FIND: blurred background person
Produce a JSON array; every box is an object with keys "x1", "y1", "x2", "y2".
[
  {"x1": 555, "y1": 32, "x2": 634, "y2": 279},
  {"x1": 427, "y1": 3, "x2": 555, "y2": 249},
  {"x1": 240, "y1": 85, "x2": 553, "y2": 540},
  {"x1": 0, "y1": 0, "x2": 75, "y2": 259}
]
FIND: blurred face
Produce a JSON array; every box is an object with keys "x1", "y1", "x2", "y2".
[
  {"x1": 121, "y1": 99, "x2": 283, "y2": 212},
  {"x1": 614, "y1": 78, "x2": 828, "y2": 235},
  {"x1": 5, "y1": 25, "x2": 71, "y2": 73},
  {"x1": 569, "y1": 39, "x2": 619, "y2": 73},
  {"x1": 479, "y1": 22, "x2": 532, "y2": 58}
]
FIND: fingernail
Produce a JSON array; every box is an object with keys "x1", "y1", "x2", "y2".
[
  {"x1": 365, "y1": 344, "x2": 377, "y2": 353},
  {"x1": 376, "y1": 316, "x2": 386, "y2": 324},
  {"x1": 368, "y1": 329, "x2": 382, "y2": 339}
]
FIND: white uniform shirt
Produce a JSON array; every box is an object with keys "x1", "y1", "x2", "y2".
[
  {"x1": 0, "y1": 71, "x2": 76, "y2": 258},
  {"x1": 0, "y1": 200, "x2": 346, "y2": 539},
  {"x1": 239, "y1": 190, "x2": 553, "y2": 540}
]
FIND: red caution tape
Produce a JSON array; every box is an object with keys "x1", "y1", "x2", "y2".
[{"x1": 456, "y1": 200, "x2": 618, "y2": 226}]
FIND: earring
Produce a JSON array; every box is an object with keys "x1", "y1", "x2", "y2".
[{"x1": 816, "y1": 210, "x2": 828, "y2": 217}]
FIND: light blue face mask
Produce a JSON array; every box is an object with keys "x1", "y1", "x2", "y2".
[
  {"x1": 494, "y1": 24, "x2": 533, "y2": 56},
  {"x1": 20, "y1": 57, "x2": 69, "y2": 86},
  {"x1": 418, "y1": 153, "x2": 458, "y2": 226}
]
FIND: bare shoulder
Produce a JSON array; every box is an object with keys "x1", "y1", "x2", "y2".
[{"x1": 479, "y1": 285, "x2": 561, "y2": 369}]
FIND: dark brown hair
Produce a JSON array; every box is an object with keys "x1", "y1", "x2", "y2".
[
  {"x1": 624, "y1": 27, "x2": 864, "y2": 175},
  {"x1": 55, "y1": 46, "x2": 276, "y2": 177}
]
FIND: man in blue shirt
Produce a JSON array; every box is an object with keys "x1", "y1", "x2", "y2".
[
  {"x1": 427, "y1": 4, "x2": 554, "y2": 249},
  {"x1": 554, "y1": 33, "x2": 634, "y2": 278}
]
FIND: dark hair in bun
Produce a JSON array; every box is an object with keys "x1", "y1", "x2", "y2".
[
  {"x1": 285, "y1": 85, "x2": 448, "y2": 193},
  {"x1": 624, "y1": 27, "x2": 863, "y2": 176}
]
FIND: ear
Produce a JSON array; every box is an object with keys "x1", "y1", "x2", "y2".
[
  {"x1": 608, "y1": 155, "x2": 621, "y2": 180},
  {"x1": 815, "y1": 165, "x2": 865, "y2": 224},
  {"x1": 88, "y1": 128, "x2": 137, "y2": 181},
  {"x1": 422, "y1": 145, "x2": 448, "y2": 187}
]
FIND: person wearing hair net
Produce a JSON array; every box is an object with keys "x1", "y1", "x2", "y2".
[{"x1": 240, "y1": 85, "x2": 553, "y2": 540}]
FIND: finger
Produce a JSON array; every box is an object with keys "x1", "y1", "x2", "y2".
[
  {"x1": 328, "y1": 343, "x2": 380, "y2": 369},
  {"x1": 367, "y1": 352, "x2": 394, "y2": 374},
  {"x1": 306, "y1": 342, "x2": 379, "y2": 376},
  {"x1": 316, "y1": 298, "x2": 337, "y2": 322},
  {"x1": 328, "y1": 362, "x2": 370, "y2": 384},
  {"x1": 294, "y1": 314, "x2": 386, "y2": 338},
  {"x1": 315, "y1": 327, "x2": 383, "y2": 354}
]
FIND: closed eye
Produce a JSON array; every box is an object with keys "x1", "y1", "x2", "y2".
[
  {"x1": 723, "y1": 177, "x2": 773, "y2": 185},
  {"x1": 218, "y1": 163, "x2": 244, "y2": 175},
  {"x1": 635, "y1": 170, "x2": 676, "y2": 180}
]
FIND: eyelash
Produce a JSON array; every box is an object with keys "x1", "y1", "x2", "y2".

= = = =

- What you need to do:
Copy the stretch of the records above that runs from the line with "FIND: earring" through the line with "FIND: man in blue shirt". Both end lines belong in the copy, and nothing else does.

- Answer to this task:
FIND: earring
Produce a JSON array; every box is an object with keys "x1", "y1", "x2", "y2".
[{"x1": 816, "y1": 210, "x2": 828, "y2": 217}]
FIND: light blue face mask
Produce a JSON array; every box is an object with keys "x1", "y1", "x2", "y2".
[
  {"x1": 494, "y1": 24, "x2": 533, "y2": 56},
  {"x1": 20, "y1": 57, "x2": 69, "y2": 86},
  {"x1": 418, "y1": 153, "x2": 458, "y2": 226}
]
FIND: bare shoulder
Produce a JSON array; every box is an object with keys "x1", "y1", "x2", "y2".
[{"x1": 479, "y1": 285, "x2": 561, "y2": 369}]
FIND: dark brown hair
Produce a JSON array; every box is an object with keys "x1", "y1", "x2", "y2".
[
  {"x1": 624, "y1": 27, "x2": 864, "y2": 175},
  {"x1": 55, "y1": 46, "x2": 276, "y2": 177}
]
FIND: man in blue shirt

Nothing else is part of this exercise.